— start of Quoted passage —
If we are given initial conditions, say \(x(0) = 0\) and \(y(0) = 1\text{,}\) then we can determine \(c_1\) and \(c_2\) by solving the linear system of equations

\begin{align*} 3 c_1 + c_2 & = 0\\ c_1 - c_2 & = 1 \end{align*}

to get \(c_1 = 1/4\) and \(c_2 = -3/4\text{.}\) Thus, the solution to our initial value problem is

\begin{align*} x(t) & = \frac{3}{4} e^{2t} - \frac{3}{4} e^{-2t}\\ y(t) & = \frac{1}{4} e^{2t} + \frac{3}{4} e^{-2t}. \end{align*}

If \({\mathbf x}_1(t)\) and \({\mathbf x}_2(t)\) are solutions to the linear system \({\mathbf x}' = A {\mathbf x}\text{,}\) then

\begin{align*} {\mathbf x}_1' & = A {\mathbf x}_1\\ {\mathbf x}_2' & = A {\mathbf x}_2. \end{align*}

Thus, for any two real numbers \(c_1\) and \(c_2\text{,}\)

\begin{align*} \frac{d}{dt} (c_1 {\mathbf x}_1(t) + c_2 {\mathbf x}_2(t)) & = \alpha \frac{d}{dt} {\mathbf x}_1(t) + c_2 \frac{d}{dt} {\mathbf x}_2(t)\\ & = c_1 A {\mathbf x}_1(t) + c_2 A {\mathbf x}_2(t)\\ & = A (c_1 {\mathbf x}_1(t) + c_2 {\mathbf x}_2(t) ). \end{align*}

We state this result in the following theorem.

Theorem 3.2.5 Principle of Superposition

If \(A\) is a \(2 \times 2\) matrix, then any linear combination of solutions to the linear system \({\mathbf x}' = A {\mathbf x}\) is also a solution.
— end of Quoted passage —
The tasks:
(a) In the superposition text, copy the passage from "If \(A\) is" up to and including "also a solution.", replacing "linear combination" with "sum".
(b) Answer these questions from the superposition text:
(i) What initial conditions are given for x and y?
(ii) What values of c_1 and c_2 does solving the linear system produce?
(iii) What is the name of Theorem 3.2.5?
(c) According to the superposition text, why is c_1 x_1(t) + c_2 x_2(t) also a solution of x' = A x?
The entries that follow come from a separate source and are unrelated to the superposition text.
— start of Information shown —
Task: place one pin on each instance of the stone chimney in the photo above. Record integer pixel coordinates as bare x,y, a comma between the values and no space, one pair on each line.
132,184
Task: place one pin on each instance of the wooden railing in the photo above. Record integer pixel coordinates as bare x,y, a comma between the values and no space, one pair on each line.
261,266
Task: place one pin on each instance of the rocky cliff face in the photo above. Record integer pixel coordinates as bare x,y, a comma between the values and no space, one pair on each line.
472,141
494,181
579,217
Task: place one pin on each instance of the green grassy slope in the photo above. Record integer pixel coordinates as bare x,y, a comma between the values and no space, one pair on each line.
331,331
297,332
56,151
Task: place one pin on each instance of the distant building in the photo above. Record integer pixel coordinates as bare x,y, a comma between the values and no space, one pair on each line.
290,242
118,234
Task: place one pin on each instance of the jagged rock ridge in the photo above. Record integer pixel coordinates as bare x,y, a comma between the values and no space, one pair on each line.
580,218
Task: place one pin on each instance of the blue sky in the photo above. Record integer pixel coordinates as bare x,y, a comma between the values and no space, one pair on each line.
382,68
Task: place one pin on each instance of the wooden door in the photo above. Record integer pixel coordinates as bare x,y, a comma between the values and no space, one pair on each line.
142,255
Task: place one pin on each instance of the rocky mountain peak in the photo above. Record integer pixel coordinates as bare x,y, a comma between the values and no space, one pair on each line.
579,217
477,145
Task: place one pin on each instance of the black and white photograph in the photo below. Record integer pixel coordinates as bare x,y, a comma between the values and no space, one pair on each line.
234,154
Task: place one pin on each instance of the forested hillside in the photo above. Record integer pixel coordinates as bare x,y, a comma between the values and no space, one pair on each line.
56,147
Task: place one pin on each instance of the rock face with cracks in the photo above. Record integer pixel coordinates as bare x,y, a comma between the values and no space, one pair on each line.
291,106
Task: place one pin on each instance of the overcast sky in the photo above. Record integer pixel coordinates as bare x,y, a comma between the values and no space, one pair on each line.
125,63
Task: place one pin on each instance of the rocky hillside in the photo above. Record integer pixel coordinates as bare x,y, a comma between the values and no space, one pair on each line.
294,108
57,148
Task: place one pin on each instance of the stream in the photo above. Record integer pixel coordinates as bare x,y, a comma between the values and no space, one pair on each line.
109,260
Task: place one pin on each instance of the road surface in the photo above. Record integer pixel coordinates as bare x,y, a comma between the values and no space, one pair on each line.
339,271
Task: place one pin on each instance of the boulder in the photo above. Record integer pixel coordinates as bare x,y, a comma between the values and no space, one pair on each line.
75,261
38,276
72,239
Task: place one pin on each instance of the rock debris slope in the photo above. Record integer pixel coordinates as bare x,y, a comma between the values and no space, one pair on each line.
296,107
— end of Information shown —
Solutions for each task:
(a)
If \(A\) is a \(2 \times 2\) matrix, then any sum of solutions to the linear system \({\mathbf x}' = A {\mathbf x}\) is also a solution.

(b)
(i) x(0) = 0 and y(0) = 1.
(ii) c_1 = 1/4 and c_2 = -3/4.
(iii) Principle of Superposition.

(c) Since x_1' = A x_1 and x_2' = A x_2, the derivative of c_1 x_1(t) + c_2 x_2(t) equals c_1 A x_1(t) + c_2 A x_2(t). That sum equals A (c_1 x_1(t) + c_2 x_2(t)), so the combination satisfies the same system.